▶ **PASSAGE TO READ**
--- Start ---

Table 4 The fraction of events deemed degraded by the cosmic-ray removal procedure, shown for a selection of BNB interactions with exclusive final states. In order to be deemed degraded, 10% or more of the neutrino-induced hits must be removed, or sufficient hits removed to cause a change in the classification of the neutrino-induced final state particles

7 Impact of cosmic-ray muon background

Section 6 considered samples of pure neutrino interactions in the MicroBooNE detector. In practice, MicroBooNE is a surface-based experiment and each neutrino event is overlaid with cosmic-ray muons. In this section, the simulated BNB neutrino interactions are overlaid with simulated cosmic-ray muon interactions. In the MicroBooNE simulation, there is exactly one neutrino interaction for each 3.2 ms readout window, and the typical number of cosmic-ray muons (having at least 30 true hits) is \(20.6\pm 0.2\). The neutrino reconstruction is assessed using the full procedure of running PandoraCosmic, tagging and removing unambiguous cosmic-ray muon candidates, then running PandoraNu on a cosmic-removed hit collection. The cosmic-ray muon tagging takes place in a LArSoft module and is external to the Pandora pattern recognition. Particles are flagged as unambiguous cosmic-ray muons if some of the associated hits are placed outside the detector when the event time is taken to be the neutrino beam trigger time, or if the reconstructed trajectories are through-going, with the exception of particles that pass through both the upstream and downstream faces of the detector.

The presence and removal of cosmic-ray muons can degrade the neutrino reconstruction, due to:

  • Removal of key features of the neutrino interaction prior to the PandoraNu reconstruction. This could be due to an inability of the PandoraCosmic reconstruction to cleanly separate all neutrino-induced particles from nearby cosmic-ray muons, or due to incorrect tagging of (elements of) the neutrino interaction as a cosmic-ray muon.

--- End ---

▶ **CHALLENGES**
1. According to the cosmic-ray muon passage, where does the cosmic-ray muon tagging take place?
2. Write a continuation of the cosmic-ray muon passage, picking up after its final sentence.

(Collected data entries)
--- Start ---

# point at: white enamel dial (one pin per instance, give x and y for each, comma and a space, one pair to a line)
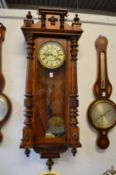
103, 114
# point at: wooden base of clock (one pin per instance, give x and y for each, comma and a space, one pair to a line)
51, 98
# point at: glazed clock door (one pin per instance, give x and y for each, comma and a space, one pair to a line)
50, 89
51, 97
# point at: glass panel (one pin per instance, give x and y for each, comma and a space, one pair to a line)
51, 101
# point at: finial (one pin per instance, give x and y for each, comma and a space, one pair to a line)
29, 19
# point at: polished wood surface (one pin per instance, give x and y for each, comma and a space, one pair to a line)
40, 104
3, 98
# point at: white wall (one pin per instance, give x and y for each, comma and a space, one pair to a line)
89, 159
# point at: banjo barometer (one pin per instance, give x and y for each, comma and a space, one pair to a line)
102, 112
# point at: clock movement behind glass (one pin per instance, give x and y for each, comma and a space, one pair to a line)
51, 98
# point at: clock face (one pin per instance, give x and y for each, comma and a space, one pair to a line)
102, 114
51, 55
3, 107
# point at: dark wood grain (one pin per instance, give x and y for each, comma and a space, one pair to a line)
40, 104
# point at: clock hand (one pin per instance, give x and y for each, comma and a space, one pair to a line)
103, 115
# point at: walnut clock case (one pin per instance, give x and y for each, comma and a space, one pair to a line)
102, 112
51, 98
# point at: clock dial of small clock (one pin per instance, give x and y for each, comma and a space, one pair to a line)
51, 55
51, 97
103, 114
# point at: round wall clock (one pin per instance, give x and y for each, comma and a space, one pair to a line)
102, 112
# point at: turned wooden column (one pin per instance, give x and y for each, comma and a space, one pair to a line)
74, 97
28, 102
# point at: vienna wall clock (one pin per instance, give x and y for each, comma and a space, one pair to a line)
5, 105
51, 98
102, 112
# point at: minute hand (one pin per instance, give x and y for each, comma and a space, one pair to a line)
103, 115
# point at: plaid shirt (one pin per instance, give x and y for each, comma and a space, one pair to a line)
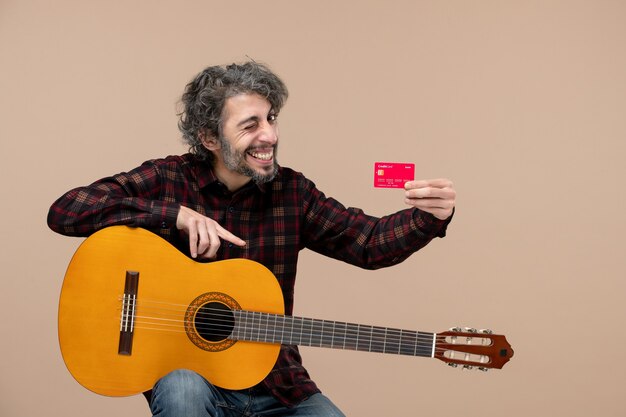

--- End ---
--- Start ---

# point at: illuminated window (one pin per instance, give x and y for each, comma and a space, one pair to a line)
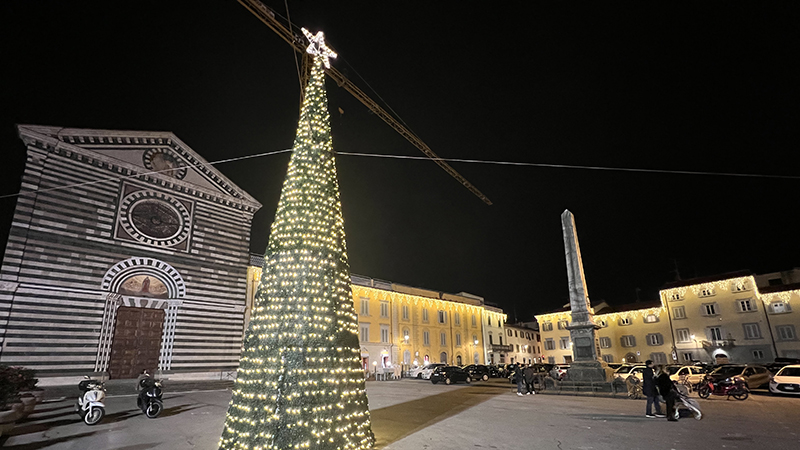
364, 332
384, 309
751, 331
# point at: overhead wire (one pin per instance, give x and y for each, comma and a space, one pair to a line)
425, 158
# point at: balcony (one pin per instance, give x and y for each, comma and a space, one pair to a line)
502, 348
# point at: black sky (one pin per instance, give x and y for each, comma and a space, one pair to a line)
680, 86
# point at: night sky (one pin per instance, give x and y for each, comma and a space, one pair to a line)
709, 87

--- End ---
--- Start ---

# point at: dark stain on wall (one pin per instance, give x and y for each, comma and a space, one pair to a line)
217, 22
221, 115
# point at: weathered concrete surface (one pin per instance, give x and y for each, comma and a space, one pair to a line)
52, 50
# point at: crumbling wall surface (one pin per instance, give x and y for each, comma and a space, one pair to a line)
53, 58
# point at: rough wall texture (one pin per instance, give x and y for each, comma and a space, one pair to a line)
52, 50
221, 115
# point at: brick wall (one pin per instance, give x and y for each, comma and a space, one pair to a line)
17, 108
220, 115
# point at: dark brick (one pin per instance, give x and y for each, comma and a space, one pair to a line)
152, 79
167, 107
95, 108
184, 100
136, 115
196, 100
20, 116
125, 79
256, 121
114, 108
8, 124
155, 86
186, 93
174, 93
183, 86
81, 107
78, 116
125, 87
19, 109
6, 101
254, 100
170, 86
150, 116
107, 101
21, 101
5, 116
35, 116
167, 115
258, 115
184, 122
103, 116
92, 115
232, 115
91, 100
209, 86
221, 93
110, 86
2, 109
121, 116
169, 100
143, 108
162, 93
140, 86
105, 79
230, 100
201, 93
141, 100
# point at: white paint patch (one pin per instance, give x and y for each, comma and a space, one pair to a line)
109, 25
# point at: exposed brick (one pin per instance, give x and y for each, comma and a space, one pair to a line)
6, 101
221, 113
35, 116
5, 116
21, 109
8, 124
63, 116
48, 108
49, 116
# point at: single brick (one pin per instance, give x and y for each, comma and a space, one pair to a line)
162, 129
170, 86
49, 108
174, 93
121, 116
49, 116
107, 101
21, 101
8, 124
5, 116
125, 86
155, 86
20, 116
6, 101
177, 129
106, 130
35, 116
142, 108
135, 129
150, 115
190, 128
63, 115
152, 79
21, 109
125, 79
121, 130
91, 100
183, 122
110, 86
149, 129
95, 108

--- End ---

▶ **RESULTS OF THE TASKS**
1. In a LArSoft module, external to the Pandora pattern recognition.

2.
  • Confusion of the PandoraNu pattern recognition by the presence of cosmic-ray muon remnants. It is then the responsibility of the Pandora slicing algorithm to ensure that hits from the neutrino interaction and hits from cosmic-ray muon remnants are assigned to different slices, and so produce separate reconstructed candidate neutrinos.

To assess the fraction of neutrino interactions degraded by the cosmic-ray muon removal process, MCParticle information is used to count the number of neutrino-induced hits and to classify the neutrino-induced, reconstructable particles in the visible final state. The results obtained by considering the collection of all hits, which form the input to PandoraCosmic, are then compared to those obtained, for the same events, by considering just the cosmic-removed hits. Events for which 10% or more of the neutrino-induced hits are removed, or for which the classification of the neutrino-induced final state particles changes, are deemed to have been degraded. Table 4 shows the fraction of degraded events for a number of different neutrino interactions, with exclusive final states classified using the PandoraCosmic input hits. Between 5–18% of events are degraded, with this fraction increasing with the number of final state particles, and increasing markedly with the presence of electromagnetic showers.

Visual scanning of the degraded events, examining the PandoraCosmic reconstruction output, reveals a number of challenging common issues. It is found that there is little mixing between neutrino-induced hits and cosmic-ray muon hits in the reconstruction; particles typically have either a very low or very high purity of neutrino-induced hits. Neutrino-induced muons are typically reconstructed as individual primary particles, which can be tagged as cosmic-ray muons. Protons can be lost if they are reconstructed as candidate delta rays and added as daughters of nearby true cosmic-ray muons, which are subsequently tagged and removed. The sparse showers from \(\pi ^{0}\) decays can, more frequently, be collected as daughter delta rays and so removed. In the subsequent analysis of pattern-recognition performance, any events deemed degraded are not assessed, as the performance metrics become ill-defined.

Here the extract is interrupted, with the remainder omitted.